# [WHAT IS EXPECTED]
Pick out every line in the entries below that contains the word "frame" and copy each one.

[A run of entries]
■ ■ ■

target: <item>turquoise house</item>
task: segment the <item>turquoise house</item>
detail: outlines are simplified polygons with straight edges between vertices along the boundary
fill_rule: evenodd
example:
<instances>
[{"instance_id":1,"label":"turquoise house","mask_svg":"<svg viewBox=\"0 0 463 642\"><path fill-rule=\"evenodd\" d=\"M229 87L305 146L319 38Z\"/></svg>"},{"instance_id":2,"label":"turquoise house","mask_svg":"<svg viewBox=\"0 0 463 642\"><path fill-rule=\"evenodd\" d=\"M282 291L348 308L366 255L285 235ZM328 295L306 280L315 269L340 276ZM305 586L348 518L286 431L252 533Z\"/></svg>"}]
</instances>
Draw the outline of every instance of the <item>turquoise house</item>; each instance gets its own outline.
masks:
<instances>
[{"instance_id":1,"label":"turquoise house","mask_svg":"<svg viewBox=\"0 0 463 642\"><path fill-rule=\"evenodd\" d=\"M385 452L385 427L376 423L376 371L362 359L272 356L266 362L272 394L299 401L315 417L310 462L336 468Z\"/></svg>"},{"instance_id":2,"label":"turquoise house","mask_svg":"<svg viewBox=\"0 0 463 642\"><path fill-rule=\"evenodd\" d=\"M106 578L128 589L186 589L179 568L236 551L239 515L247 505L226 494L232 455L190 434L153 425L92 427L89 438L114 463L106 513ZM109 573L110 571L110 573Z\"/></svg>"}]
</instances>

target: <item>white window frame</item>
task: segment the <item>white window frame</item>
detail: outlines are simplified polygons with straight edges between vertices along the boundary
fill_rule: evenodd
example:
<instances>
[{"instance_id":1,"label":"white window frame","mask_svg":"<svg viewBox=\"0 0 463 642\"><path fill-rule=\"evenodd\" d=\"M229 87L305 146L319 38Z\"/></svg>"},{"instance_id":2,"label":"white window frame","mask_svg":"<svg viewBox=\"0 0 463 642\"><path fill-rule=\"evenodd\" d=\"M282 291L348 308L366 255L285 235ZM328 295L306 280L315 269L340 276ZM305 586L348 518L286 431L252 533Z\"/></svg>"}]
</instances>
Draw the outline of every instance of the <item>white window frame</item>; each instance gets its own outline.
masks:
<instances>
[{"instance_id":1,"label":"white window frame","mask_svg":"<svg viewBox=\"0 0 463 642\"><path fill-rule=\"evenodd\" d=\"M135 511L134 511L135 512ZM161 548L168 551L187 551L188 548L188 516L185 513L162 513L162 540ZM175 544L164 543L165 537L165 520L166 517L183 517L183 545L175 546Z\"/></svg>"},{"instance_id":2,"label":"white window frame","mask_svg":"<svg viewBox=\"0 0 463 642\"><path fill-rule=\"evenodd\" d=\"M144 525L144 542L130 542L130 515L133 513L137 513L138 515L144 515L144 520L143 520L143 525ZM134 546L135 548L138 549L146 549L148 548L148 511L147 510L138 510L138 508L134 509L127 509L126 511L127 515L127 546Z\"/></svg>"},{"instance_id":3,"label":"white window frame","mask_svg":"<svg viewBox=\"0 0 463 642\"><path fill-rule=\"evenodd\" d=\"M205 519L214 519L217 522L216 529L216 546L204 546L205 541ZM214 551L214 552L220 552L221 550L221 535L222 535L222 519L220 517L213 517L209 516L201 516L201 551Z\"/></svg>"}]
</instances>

■ ■ ■

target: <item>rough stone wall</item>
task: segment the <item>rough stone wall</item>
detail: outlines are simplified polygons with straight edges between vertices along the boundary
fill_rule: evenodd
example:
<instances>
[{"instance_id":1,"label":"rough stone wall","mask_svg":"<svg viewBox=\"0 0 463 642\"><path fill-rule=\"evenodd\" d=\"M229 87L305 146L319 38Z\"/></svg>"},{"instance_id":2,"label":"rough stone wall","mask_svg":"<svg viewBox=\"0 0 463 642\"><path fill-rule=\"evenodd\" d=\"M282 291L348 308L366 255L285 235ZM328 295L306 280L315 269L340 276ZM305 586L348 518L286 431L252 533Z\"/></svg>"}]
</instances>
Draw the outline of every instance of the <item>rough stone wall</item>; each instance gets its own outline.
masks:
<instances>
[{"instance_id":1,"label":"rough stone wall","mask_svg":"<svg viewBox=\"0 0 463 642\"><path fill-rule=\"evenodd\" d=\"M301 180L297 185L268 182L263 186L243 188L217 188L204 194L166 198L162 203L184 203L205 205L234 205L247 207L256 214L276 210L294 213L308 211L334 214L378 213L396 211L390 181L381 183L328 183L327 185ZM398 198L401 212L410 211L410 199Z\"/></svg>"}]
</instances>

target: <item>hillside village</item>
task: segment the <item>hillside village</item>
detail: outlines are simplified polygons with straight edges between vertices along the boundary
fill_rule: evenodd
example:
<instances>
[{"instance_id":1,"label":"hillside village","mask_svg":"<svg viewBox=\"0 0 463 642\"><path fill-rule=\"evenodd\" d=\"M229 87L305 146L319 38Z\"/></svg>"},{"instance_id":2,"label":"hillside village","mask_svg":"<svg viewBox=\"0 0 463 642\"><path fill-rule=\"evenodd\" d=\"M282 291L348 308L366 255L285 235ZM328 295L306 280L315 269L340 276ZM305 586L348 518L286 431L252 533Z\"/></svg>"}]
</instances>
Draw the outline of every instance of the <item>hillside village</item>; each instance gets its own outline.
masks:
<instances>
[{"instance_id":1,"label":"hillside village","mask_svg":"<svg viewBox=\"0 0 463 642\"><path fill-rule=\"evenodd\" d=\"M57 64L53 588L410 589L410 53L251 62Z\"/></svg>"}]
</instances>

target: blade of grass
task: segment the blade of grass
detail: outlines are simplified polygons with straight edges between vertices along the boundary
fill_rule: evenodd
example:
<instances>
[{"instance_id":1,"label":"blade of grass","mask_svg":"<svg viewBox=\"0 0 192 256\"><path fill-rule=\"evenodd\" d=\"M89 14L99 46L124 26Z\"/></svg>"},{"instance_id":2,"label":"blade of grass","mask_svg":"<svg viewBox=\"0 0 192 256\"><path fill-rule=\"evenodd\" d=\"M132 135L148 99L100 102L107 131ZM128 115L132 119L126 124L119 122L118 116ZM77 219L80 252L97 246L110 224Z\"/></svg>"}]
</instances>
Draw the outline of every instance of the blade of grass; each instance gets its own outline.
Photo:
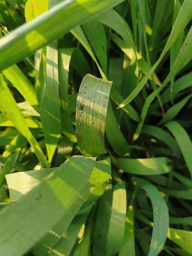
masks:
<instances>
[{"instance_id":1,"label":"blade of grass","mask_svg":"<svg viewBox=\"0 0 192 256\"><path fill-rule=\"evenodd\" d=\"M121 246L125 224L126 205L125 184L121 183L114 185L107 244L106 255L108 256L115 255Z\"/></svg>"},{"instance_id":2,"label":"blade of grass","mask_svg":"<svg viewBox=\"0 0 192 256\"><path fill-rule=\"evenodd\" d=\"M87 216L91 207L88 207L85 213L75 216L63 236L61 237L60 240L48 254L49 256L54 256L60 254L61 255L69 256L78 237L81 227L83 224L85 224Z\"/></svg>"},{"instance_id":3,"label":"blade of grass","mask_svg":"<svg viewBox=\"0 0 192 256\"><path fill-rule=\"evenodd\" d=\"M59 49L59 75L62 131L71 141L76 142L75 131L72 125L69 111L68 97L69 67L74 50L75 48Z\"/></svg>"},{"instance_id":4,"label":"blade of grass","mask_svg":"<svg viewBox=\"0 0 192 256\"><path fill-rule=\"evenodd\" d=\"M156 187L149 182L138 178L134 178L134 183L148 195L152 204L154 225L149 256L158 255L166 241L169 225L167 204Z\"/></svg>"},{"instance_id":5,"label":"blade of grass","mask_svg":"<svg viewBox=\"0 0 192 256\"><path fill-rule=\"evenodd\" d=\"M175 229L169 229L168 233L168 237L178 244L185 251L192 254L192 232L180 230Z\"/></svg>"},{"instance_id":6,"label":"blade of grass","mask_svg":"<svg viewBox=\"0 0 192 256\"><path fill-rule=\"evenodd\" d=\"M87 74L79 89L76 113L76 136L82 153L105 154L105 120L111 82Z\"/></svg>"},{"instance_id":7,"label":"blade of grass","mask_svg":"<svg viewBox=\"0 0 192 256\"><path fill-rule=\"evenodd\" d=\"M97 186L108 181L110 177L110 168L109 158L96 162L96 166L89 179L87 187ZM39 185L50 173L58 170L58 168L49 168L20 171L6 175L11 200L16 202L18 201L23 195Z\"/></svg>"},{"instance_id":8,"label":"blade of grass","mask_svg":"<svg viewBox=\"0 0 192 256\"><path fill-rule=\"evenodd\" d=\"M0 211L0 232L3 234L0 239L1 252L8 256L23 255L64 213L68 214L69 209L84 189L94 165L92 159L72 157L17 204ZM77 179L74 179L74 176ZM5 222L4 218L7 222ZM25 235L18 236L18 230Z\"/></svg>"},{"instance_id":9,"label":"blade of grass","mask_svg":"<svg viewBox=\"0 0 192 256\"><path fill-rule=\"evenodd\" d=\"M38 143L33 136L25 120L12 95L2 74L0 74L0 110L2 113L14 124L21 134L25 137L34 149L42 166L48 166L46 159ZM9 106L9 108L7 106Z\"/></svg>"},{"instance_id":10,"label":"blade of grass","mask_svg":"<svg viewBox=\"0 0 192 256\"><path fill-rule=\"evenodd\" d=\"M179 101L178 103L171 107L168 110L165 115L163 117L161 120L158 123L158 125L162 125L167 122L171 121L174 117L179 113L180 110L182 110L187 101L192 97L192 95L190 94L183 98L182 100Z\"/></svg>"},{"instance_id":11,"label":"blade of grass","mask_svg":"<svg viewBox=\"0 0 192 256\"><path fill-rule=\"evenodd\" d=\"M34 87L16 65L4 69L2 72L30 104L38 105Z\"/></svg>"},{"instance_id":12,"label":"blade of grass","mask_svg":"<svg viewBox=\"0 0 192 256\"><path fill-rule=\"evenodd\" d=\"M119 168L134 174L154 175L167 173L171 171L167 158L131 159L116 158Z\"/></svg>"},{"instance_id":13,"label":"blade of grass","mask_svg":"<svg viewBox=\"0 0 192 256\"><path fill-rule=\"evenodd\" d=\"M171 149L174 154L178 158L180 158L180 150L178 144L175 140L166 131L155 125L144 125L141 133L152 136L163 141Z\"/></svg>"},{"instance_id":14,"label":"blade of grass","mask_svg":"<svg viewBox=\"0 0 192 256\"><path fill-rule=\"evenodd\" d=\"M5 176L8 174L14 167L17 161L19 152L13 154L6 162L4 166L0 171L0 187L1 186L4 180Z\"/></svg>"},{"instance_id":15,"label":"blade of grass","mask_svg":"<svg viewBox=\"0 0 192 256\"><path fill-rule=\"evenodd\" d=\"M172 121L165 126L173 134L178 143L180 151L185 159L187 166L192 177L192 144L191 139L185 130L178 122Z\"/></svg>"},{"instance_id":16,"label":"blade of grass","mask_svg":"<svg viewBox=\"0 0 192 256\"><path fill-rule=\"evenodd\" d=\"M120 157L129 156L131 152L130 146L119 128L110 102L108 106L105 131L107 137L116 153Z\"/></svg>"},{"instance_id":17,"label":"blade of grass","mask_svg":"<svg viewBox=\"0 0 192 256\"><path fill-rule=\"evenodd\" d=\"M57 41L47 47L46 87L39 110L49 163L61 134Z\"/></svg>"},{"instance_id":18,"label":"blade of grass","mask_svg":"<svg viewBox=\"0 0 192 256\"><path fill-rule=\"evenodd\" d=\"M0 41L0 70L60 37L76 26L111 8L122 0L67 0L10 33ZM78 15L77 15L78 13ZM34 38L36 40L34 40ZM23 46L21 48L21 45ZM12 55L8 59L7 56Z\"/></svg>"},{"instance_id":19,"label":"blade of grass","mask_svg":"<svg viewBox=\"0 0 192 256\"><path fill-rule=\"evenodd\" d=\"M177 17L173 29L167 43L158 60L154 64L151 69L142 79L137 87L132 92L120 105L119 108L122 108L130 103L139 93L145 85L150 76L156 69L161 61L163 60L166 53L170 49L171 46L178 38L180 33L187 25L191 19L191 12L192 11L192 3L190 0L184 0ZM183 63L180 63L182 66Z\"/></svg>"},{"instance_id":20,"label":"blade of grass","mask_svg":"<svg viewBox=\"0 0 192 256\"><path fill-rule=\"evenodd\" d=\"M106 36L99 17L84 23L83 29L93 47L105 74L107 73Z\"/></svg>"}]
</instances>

■ ■ ■

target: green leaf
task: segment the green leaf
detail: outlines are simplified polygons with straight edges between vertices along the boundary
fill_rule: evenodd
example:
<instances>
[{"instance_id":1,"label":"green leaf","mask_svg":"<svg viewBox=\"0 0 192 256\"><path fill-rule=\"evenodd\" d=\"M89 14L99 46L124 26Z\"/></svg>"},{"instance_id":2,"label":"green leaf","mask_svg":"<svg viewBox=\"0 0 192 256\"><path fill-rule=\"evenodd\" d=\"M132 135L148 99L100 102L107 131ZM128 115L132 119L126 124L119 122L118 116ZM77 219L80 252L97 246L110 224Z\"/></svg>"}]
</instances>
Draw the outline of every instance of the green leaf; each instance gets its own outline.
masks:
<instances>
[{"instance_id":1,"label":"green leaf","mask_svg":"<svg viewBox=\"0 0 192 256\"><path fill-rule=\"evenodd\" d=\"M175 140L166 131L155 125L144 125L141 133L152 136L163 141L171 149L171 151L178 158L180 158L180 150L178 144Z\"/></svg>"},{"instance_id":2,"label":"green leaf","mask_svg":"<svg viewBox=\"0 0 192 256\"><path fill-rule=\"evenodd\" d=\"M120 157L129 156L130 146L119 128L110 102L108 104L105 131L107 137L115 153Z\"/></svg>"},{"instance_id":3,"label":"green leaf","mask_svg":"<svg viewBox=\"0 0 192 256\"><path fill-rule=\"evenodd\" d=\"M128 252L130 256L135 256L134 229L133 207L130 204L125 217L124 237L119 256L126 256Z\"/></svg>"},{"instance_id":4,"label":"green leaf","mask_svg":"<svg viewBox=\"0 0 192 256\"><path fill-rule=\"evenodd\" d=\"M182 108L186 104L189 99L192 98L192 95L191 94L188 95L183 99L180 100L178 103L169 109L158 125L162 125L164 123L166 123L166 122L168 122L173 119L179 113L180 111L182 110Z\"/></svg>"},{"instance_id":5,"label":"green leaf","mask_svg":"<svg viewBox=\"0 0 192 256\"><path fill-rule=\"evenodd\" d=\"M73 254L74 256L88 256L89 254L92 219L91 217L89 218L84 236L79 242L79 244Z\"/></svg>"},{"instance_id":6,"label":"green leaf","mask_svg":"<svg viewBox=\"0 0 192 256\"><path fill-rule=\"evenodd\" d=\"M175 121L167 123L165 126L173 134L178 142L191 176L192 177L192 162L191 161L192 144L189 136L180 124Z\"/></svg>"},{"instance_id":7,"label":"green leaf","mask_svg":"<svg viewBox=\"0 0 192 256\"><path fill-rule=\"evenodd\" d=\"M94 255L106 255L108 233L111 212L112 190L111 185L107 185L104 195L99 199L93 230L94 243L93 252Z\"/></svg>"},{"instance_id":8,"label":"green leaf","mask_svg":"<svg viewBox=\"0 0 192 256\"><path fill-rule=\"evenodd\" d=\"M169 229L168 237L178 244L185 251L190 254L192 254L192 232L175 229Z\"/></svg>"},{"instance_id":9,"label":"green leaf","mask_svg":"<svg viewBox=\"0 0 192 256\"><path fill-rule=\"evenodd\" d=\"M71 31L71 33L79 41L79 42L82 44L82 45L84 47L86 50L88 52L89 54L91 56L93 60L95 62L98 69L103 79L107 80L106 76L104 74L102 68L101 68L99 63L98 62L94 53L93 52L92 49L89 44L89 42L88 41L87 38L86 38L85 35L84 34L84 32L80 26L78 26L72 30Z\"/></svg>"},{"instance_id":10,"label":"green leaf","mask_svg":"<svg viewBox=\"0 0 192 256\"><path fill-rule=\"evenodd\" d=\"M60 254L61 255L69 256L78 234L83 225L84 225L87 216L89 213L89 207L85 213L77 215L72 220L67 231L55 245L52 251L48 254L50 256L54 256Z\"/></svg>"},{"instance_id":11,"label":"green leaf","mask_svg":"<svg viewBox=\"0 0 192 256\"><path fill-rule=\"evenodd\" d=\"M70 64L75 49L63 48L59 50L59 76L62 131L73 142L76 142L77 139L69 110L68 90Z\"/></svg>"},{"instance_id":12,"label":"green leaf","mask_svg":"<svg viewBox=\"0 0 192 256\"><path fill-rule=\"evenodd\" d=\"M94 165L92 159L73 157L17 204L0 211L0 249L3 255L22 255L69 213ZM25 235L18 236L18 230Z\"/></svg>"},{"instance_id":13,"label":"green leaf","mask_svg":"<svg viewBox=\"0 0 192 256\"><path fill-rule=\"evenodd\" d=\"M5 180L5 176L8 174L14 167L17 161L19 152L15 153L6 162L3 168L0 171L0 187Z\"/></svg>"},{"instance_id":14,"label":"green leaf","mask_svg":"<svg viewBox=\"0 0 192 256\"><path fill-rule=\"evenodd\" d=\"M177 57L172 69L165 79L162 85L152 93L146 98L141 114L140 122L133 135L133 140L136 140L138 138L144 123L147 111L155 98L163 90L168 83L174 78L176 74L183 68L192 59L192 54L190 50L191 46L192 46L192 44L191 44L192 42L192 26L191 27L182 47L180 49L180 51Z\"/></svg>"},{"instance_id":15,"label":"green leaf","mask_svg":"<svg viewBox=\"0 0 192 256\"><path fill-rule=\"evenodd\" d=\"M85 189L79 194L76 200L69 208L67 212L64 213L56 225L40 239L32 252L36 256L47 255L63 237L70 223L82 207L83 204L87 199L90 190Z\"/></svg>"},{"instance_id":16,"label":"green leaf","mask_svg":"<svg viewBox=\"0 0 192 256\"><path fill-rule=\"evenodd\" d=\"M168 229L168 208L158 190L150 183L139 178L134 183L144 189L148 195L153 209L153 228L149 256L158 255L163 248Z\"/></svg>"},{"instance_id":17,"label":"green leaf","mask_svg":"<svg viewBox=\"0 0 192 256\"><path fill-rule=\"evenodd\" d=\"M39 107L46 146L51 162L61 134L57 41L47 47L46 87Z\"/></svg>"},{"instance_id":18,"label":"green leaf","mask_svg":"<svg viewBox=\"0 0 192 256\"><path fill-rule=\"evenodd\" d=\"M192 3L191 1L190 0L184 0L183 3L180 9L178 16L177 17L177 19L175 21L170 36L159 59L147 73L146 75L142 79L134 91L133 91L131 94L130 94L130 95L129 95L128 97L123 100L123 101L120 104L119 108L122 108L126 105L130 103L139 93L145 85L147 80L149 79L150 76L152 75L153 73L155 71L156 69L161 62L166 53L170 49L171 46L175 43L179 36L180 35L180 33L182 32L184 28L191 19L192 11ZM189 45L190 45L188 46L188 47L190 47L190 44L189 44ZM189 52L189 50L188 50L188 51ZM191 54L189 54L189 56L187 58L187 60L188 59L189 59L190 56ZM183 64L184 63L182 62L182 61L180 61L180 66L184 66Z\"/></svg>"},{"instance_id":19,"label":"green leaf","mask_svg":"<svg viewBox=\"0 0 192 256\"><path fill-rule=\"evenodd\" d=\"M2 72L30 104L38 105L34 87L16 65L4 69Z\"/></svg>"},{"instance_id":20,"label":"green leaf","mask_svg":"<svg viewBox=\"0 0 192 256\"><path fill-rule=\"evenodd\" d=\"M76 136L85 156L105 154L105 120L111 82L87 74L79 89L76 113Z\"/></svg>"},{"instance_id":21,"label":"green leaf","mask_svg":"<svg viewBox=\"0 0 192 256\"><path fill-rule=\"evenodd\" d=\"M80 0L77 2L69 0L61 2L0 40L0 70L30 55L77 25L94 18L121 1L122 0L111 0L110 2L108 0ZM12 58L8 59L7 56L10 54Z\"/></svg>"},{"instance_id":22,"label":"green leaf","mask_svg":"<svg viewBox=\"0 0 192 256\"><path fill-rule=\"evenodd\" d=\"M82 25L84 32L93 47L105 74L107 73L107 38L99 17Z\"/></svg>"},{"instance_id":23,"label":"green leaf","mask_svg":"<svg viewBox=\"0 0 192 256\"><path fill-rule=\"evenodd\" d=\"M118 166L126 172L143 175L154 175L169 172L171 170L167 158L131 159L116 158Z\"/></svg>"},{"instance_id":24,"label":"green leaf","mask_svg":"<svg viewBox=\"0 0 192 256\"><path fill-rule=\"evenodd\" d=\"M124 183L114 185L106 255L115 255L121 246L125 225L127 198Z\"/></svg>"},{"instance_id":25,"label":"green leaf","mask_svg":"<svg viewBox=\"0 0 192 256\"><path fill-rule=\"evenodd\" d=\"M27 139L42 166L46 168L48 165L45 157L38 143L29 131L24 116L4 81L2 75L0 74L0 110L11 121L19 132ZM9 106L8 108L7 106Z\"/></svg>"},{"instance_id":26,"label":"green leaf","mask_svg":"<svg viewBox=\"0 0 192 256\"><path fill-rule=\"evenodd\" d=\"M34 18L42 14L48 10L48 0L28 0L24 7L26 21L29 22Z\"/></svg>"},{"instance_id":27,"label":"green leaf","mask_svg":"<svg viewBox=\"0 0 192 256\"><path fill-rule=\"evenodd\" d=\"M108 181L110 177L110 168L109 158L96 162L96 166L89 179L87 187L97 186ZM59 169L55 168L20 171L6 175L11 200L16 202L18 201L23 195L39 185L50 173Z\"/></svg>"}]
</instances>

■ ■ ■

# [TASK OUTPUT]
target: <item>white window frame</item>
task: segment the <item>white window frame</item>
[{"instance_id":1,"label":"white window frame","mask_svg":"<svg viewBox=\"0 0 463 642\"><path fill-rule=\"evenodd\" d=\"M229 87L305 146L319 38Z\"/></svg>"},{"instance_id":2,"label":"white window frame","mask_svg":"<svg viewBox=\"0 0 463 642\"><path fill-rule=\"evenodd\" d=\"M282 291L348 308L366 255L285 235ZM328 295L306 280L315 269L340 276ZM305 586L348 518L286 431L252 533Z\"/></svg>"}]
Draw the outline of every instance of the <item>white window frame</item>; each instance gets its own outline.
[{"instance_id":1,"label":"white window frame","mask_svg":"<svg viewBox=\"0 0 463 642\"><path fill-rule=\"evenodd\" d=\"M135 511L134 511L135 512ZM161 548L168 551L187 551L188 548L188 516L185 513L162 513L162 540ZM175 544L164 543L165 537L165 520L166 517L183 517L183 545L175 546Z\"/></svg>"},{"instance_id":2,"label":"white window frame","mask_svg":"<svg viewBox=\"0 0 463 642\"><path fill-rule=\"evenodd\" d=\"M144 525L144 542L130 542L130 515L133 513L137 513L138 515L144 515L144 520L143 520L143 525ZM134 546L135 548L138 549L146 549L148 548L148 511L147 510L138 510L138 508L134 509L127 509L126 511L127 515L127 546Z\"/></svg>"},{"instance_id":3,"label":"white window frame","mask_svg":"<svg viewBox=\"0 0 463 642\"><path fill-rule=\"evenodd\" d=\"M205 519L214 519L217 522L216 529L216 546L204 546L205 541ZM214 551L214 552L220 552L221 550L221 535L222 535L222 519L220 517L213 517L209 516L201 516L201 551Z\"/></svg>"}]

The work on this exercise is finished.